(Dataset entries)
▼
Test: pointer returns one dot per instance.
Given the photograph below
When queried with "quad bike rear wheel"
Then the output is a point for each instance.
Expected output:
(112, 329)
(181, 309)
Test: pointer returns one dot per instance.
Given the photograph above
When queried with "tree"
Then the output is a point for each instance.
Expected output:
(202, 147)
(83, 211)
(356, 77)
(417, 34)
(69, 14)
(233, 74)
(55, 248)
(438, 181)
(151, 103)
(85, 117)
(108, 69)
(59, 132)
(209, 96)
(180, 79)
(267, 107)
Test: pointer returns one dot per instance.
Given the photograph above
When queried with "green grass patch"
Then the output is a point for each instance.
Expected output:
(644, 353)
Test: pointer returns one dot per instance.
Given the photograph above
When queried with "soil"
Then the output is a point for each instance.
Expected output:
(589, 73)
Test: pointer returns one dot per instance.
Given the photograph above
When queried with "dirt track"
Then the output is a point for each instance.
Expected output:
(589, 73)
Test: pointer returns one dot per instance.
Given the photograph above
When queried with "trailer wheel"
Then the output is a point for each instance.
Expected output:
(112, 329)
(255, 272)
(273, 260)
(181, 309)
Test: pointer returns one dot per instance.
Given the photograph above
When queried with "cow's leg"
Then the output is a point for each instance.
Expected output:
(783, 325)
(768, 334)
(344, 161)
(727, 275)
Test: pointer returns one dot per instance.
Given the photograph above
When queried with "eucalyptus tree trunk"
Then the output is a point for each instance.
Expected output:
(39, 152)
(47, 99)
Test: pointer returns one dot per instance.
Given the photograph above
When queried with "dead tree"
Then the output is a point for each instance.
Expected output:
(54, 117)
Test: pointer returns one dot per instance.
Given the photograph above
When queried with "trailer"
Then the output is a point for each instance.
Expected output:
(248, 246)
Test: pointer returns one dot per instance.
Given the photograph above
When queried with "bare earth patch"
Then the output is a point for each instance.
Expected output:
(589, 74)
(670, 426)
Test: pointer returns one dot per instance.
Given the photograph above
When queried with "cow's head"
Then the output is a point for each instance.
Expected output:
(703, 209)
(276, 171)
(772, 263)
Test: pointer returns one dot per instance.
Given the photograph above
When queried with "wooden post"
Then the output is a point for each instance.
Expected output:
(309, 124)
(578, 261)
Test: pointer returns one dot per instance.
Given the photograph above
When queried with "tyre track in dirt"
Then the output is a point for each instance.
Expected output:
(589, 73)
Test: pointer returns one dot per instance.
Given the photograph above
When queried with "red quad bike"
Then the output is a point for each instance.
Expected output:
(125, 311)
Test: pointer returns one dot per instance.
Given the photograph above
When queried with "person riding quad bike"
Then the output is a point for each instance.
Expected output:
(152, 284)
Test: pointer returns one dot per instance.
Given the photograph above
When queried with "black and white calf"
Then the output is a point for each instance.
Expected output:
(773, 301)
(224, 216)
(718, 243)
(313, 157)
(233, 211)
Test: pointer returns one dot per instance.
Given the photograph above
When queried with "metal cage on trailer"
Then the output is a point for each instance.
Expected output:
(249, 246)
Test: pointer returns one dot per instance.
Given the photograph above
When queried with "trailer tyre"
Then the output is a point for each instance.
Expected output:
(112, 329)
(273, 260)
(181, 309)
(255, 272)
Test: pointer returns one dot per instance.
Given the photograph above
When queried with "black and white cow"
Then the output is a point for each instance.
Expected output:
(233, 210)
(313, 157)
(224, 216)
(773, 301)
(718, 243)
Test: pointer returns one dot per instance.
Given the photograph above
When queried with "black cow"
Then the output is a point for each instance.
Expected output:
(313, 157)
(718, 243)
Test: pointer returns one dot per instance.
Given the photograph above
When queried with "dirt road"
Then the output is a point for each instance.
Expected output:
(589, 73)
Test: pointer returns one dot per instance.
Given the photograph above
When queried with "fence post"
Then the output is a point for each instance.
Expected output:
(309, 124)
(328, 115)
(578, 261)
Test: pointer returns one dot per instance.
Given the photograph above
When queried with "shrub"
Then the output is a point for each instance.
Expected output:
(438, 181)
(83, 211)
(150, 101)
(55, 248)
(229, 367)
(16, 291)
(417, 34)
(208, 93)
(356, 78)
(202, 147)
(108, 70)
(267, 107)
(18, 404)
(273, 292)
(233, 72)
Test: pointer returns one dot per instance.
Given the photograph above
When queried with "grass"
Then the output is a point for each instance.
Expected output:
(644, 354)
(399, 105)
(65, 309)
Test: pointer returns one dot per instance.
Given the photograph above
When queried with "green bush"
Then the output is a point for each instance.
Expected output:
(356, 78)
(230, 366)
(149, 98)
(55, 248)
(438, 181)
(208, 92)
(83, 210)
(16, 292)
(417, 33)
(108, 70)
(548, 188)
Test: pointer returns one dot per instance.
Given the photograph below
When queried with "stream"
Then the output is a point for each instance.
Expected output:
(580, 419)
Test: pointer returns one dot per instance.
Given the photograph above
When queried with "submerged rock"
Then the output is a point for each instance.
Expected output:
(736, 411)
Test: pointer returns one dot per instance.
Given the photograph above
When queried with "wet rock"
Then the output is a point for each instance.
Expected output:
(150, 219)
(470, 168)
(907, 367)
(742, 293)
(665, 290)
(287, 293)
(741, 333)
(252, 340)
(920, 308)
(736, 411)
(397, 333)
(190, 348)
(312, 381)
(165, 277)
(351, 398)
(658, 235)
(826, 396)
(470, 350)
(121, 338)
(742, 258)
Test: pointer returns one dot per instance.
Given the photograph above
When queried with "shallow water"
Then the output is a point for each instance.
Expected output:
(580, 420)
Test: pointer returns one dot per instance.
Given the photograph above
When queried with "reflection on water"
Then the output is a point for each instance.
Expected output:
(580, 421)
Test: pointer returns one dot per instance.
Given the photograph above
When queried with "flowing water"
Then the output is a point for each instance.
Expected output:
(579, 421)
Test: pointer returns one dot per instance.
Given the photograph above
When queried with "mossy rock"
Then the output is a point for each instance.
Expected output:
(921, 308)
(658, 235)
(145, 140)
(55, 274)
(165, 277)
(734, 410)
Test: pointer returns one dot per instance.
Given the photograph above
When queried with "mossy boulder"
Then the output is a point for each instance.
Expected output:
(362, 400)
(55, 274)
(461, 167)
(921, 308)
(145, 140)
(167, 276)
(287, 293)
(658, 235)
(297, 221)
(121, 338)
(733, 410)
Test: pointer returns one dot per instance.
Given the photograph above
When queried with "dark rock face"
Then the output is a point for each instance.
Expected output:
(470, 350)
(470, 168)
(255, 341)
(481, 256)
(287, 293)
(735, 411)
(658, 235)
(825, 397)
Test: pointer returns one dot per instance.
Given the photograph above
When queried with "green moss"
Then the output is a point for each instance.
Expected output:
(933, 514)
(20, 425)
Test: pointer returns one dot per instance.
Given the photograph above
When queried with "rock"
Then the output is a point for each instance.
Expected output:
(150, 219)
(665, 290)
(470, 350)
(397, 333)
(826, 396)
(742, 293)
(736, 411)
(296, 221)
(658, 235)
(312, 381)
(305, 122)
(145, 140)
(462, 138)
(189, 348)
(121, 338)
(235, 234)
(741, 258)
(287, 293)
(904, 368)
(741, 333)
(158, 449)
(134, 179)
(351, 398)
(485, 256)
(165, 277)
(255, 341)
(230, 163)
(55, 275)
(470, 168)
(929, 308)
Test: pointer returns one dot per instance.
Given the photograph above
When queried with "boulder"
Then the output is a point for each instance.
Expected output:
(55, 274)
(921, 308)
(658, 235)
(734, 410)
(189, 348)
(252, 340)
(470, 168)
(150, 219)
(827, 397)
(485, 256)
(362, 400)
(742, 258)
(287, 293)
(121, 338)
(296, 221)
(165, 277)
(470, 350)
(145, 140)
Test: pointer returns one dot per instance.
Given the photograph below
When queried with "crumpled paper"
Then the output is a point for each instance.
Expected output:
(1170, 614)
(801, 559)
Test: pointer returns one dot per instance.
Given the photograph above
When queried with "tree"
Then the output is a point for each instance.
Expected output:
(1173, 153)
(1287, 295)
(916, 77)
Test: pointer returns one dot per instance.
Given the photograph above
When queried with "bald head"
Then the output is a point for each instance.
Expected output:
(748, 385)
▲
Assignment:
Within the records, filter for lines that contain the word "post" and show each one.

Solution below:
When queried with "wooden post"
When queried with "fence post"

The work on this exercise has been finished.